**TO DO:** Would you filter these records and copy every line that has the word "laptop"?

***

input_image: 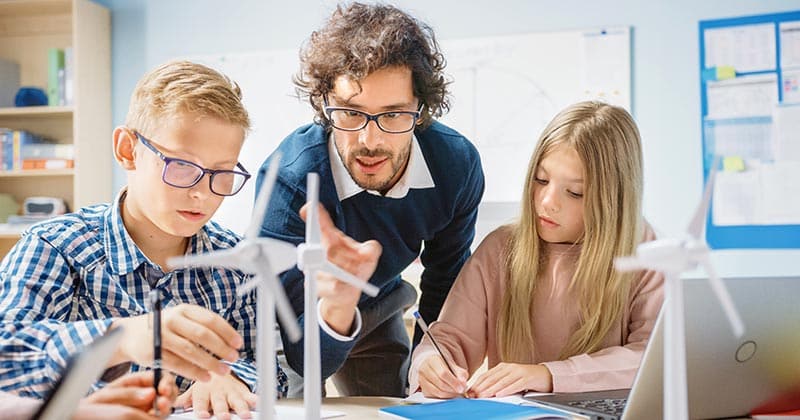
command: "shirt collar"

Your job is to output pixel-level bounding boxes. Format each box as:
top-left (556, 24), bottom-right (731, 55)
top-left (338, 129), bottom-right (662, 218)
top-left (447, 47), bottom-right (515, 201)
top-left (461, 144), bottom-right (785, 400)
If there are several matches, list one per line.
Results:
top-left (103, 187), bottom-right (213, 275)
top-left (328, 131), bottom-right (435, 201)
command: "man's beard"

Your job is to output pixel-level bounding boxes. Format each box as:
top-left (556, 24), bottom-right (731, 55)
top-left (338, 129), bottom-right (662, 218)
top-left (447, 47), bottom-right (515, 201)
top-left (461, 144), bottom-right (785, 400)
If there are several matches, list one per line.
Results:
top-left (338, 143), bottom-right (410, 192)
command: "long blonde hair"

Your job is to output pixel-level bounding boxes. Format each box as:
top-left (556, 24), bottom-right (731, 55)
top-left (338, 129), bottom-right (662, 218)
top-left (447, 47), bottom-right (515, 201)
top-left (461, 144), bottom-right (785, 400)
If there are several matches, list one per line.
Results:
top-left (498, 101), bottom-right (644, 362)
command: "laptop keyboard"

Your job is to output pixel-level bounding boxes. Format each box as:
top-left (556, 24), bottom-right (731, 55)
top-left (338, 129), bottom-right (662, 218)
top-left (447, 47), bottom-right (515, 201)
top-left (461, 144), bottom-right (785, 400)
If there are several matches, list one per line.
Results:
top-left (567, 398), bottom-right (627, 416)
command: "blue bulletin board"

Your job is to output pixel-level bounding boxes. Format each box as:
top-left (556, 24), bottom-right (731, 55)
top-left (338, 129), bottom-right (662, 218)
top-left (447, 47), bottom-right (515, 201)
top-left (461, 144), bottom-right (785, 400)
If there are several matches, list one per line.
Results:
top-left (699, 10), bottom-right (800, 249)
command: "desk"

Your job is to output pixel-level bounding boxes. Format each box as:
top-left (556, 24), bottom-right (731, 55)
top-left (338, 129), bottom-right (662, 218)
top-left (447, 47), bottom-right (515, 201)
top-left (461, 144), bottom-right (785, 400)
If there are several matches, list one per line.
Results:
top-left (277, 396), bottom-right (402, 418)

***

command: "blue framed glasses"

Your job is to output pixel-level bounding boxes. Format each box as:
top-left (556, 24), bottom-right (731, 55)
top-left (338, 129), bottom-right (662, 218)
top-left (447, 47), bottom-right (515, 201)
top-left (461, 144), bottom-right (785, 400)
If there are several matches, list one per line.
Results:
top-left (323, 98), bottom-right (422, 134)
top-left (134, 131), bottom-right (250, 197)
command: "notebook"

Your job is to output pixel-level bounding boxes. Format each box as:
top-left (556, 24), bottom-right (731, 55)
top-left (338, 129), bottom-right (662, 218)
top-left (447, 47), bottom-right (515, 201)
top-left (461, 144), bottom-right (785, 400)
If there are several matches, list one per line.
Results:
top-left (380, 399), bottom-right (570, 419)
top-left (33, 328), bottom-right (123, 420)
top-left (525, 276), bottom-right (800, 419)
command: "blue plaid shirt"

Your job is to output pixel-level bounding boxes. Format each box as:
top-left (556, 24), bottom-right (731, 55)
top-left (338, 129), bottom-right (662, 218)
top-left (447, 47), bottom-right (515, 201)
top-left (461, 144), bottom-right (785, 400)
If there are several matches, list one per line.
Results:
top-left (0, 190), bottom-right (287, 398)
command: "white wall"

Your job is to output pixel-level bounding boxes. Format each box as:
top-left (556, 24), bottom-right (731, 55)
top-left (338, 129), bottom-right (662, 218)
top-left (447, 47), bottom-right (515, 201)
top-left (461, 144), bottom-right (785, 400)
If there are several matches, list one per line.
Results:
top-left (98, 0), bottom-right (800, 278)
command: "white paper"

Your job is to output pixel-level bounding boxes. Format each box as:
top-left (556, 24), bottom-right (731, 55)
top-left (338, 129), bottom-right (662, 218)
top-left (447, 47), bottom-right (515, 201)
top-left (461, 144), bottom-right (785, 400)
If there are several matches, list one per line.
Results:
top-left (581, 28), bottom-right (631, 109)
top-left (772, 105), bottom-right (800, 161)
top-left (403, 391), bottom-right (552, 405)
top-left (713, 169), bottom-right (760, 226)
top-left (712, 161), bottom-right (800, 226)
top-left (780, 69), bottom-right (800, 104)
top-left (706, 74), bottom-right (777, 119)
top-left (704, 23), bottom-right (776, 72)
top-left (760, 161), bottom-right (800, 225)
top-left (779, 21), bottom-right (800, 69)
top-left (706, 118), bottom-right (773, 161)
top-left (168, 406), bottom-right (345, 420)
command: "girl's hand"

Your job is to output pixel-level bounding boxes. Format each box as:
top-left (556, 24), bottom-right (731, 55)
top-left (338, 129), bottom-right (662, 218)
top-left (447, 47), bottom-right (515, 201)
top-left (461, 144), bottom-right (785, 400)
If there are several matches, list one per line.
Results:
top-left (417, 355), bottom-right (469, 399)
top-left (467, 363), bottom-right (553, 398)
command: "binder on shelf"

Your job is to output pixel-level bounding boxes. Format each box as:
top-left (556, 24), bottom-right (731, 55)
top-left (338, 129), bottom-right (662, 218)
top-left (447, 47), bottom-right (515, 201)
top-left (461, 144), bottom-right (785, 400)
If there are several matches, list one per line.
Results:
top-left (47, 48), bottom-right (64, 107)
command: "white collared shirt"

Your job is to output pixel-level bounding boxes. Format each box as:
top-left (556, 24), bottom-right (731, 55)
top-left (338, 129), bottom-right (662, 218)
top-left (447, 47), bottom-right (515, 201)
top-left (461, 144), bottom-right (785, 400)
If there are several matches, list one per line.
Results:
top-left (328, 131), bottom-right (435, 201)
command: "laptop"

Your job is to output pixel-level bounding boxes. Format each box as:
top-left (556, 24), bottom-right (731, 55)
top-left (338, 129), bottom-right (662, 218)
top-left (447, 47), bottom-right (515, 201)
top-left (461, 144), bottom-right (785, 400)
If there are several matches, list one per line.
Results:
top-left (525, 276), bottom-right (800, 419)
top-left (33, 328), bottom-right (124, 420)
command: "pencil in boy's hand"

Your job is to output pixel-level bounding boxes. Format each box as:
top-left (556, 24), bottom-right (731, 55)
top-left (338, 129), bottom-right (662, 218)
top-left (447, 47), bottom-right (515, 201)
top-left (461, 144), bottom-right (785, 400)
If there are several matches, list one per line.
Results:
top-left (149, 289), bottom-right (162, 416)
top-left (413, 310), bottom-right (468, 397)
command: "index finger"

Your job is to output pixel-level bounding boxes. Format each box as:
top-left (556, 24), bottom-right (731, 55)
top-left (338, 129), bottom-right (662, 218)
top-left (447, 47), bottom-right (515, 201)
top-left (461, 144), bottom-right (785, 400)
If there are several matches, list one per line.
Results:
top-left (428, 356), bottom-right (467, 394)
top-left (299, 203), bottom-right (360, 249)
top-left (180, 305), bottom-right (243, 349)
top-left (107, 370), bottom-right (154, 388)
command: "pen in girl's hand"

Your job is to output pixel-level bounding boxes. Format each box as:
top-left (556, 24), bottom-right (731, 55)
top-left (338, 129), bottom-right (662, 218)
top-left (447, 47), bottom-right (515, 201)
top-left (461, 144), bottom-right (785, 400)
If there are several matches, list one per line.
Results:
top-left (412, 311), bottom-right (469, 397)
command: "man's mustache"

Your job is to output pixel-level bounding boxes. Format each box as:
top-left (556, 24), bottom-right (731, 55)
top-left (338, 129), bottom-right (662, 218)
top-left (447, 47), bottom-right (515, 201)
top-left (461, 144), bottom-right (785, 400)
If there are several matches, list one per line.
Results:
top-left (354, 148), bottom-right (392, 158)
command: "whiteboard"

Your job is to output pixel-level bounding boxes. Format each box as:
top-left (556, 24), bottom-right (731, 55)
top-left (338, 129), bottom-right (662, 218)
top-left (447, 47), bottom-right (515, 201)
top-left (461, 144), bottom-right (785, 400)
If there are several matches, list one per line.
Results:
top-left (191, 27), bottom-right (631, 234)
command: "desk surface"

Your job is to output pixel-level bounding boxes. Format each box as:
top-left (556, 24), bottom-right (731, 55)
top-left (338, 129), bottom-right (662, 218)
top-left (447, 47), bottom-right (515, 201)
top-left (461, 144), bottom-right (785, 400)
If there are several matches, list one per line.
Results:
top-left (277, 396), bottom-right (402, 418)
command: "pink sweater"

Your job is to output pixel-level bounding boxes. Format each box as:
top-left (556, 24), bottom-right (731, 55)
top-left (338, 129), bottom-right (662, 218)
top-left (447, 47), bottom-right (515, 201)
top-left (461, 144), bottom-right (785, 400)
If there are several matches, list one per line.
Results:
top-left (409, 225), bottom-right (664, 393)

***

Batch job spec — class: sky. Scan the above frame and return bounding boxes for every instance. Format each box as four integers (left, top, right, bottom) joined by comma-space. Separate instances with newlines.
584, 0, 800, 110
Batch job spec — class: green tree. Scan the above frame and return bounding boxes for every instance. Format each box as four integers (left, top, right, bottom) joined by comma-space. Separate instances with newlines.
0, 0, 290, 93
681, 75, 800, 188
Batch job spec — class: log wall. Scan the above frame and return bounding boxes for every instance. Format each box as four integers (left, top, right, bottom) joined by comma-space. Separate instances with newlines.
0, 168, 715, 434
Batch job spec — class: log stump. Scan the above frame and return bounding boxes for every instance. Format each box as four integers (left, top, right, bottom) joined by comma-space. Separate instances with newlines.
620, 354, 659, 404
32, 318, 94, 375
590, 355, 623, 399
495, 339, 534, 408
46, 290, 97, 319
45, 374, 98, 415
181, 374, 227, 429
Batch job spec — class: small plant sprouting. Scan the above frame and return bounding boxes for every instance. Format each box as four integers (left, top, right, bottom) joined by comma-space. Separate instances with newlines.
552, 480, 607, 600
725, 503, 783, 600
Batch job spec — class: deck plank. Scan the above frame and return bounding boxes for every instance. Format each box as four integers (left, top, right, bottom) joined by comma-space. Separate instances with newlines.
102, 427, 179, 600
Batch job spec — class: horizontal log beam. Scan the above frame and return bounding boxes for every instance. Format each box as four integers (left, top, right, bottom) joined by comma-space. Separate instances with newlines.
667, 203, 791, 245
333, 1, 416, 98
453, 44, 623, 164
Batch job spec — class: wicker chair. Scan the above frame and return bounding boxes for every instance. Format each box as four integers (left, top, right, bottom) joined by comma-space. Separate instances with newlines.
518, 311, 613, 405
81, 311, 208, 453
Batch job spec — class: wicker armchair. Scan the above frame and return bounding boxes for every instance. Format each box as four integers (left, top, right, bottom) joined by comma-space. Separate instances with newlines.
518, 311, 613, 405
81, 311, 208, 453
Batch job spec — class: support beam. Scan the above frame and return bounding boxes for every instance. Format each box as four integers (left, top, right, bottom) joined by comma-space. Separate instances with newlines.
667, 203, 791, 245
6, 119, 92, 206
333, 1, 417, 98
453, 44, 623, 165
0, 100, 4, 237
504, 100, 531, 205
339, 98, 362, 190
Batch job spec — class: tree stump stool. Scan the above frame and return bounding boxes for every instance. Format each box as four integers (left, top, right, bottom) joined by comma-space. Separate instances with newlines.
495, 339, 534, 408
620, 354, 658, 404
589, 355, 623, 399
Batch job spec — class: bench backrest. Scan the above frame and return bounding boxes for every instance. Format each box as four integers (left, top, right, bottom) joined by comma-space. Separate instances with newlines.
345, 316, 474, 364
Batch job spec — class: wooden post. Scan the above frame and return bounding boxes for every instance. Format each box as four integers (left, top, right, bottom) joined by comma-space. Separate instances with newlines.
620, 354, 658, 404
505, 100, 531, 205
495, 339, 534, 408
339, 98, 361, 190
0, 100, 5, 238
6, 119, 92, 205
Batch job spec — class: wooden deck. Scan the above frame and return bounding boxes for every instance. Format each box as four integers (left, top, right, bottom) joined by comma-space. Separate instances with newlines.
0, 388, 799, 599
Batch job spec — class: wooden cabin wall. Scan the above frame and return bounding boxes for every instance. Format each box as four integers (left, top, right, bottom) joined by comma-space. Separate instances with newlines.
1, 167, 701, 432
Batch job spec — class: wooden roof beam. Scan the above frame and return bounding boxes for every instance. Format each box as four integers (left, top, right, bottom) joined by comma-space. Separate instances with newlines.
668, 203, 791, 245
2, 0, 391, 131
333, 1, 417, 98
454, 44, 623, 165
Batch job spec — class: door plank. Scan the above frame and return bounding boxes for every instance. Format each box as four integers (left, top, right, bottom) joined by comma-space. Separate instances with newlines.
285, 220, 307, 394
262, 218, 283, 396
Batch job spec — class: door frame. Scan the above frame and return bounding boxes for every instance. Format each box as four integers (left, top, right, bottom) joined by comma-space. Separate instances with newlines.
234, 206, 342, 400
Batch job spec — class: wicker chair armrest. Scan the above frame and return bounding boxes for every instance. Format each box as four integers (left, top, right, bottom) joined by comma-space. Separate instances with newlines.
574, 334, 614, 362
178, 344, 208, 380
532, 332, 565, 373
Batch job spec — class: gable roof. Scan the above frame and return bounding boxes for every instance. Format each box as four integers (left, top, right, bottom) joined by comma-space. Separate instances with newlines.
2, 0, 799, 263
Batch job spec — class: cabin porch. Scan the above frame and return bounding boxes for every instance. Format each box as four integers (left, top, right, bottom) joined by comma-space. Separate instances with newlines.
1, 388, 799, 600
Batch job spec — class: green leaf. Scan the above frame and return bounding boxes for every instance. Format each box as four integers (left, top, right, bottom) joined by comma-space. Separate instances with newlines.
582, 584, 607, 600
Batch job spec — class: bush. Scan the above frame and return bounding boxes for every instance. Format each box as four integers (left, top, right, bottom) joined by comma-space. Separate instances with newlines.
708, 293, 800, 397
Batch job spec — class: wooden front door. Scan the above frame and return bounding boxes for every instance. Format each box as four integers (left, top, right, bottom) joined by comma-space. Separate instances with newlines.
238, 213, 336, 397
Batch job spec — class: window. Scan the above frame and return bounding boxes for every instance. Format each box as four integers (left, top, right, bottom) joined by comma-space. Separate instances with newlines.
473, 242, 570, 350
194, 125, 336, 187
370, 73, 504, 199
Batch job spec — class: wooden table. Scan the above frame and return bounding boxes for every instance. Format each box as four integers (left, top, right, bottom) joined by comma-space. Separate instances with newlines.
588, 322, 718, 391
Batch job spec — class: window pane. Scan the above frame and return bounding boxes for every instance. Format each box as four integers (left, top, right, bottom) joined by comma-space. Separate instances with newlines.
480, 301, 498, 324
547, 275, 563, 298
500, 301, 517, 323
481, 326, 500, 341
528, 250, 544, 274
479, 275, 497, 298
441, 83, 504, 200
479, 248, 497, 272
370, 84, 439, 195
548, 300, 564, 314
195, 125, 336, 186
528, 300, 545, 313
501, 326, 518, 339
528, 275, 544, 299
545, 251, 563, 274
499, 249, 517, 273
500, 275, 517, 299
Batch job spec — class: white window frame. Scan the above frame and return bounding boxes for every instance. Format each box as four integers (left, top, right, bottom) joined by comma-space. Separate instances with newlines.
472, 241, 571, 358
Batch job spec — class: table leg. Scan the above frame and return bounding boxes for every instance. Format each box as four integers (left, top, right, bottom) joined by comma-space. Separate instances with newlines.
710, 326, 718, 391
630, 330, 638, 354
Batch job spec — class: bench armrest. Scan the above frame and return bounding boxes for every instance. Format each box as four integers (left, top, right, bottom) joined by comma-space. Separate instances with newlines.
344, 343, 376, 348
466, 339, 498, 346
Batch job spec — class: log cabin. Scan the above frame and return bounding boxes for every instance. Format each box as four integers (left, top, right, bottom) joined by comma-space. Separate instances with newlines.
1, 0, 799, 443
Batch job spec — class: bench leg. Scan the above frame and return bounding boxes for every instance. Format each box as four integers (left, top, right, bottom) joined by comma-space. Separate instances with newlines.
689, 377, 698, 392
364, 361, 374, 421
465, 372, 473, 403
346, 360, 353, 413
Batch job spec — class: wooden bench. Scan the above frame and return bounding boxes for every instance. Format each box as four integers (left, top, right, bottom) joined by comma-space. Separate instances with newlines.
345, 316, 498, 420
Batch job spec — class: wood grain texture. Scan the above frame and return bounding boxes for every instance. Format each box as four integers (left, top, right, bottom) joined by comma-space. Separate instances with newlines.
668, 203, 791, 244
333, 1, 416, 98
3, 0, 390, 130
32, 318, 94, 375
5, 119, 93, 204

***

**WRITTEN RESPONSE:**
command: "laptop keyboard"
command: "laptop"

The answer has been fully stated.